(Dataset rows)
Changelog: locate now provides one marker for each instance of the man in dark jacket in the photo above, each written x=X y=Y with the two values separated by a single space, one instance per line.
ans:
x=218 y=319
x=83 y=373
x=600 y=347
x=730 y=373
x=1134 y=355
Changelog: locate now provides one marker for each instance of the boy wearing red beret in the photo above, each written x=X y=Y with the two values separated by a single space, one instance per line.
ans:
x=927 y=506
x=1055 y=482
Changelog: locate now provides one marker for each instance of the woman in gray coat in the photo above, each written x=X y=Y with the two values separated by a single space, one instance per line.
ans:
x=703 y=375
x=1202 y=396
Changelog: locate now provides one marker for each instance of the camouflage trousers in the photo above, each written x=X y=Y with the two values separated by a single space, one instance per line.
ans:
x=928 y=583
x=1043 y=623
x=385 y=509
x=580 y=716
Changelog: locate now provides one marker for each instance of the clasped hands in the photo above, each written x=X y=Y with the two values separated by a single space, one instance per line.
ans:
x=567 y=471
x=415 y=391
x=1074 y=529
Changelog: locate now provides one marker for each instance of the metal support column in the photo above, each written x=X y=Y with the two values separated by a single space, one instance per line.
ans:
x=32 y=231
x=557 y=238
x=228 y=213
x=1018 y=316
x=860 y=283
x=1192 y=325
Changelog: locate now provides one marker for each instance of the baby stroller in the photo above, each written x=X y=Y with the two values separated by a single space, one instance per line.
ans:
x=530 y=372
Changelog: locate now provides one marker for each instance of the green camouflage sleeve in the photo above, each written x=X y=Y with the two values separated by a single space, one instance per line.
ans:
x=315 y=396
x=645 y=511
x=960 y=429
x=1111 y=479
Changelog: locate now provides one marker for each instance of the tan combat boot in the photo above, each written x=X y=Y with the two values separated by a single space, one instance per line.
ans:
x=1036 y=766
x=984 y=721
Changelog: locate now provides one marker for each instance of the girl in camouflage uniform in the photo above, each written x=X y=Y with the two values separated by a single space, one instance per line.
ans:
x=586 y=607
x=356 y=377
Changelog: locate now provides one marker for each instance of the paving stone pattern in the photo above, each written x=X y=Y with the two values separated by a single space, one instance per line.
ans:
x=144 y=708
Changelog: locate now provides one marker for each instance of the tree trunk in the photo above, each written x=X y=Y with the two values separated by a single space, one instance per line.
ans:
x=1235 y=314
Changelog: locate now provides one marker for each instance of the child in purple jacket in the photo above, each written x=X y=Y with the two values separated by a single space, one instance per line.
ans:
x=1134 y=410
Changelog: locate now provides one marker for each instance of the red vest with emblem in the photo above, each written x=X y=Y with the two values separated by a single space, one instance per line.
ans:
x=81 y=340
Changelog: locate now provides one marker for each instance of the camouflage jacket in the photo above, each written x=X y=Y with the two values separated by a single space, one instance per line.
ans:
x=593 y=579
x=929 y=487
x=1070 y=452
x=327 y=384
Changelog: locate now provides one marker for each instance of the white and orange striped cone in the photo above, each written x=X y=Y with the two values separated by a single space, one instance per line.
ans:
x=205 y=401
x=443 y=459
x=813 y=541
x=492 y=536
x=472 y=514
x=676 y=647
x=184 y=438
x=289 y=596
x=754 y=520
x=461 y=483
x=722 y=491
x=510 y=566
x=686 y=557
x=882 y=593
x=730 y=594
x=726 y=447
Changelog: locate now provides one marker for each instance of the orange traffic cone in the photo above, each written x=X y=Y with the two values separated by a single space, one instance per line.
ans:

#### WHAT IS EXPECTED
Give the lines above from the one containing "of the metal" through the one containing "x=530 y=372", inclusive, as a JSON list of strings, one per line, omitting blank lines.

#### WRITTEN SOLUTION
[
  "Changelog: locate now provides one marker for each instance of the metal support column in the photo above, each written x=X y=Y with the two values separated by a single space, one instance per line.",
  "ans:",
  "x=32 y=231",
  "x=557 y=238",
  "x=228 y=213",
  "x=1018 y=316",
  "x=860 y=283",
  "x=1192 y=325",
  "Changelog: locate now provides one marker for each instance of the baby stroller in the photo above, each written x=X y=Y with the two values separated by a single space, one instance per line.",
  "ans:",
  "x=530 y=372"
]